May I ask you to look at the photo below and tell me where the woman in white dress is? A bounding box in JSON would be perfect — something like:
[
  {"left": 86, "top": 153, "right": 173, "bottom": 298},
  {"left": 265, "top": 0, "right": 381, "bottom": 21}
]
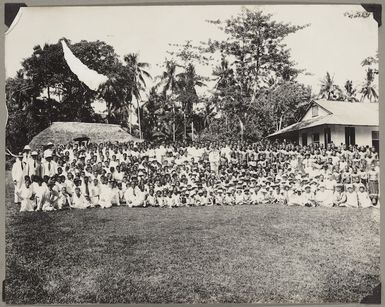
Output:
[
  {"left": 16, "top": 176, "right": 35, "bottom": 212},
  {"left": 71, "top": 187, "right": 90, "bottom": 209}
]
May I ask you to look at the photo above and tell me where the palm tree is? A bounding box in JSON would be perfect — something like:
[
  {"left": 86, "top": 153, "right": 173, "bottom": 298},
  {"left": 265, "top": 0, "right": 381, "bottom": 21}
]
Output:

★ ★ ★ ★ ★

Work instructions
Reproduce the material above word for word, leaving out the image.

Result of this task
May I ask you to look at the photo below and tell me where the woman in white dress is? A bounding box in JSON would be perfect — something like:
[
  {"left": 86, "top": 153, "right": 173, "bottom": 298},
  {"left": 265, "top": 0, "right": 381, "bottom": 21}
]
Output:
[
  {"left": 16, "top": 176, "right": 35, "bottom": 212},
  {"left": 71, "top": 187, "right": 90, "bottom": 209}
]
May I ask you to look at the photo above and tell me where the palm tree is? A bounding box in JSON would be perfect — something like:
[
  {"left": 86, "top": 153, "right": 173, "bottom": 298},
  {"left": 265, "top": 0, "right": 381, "bottom": 21}
]
Output:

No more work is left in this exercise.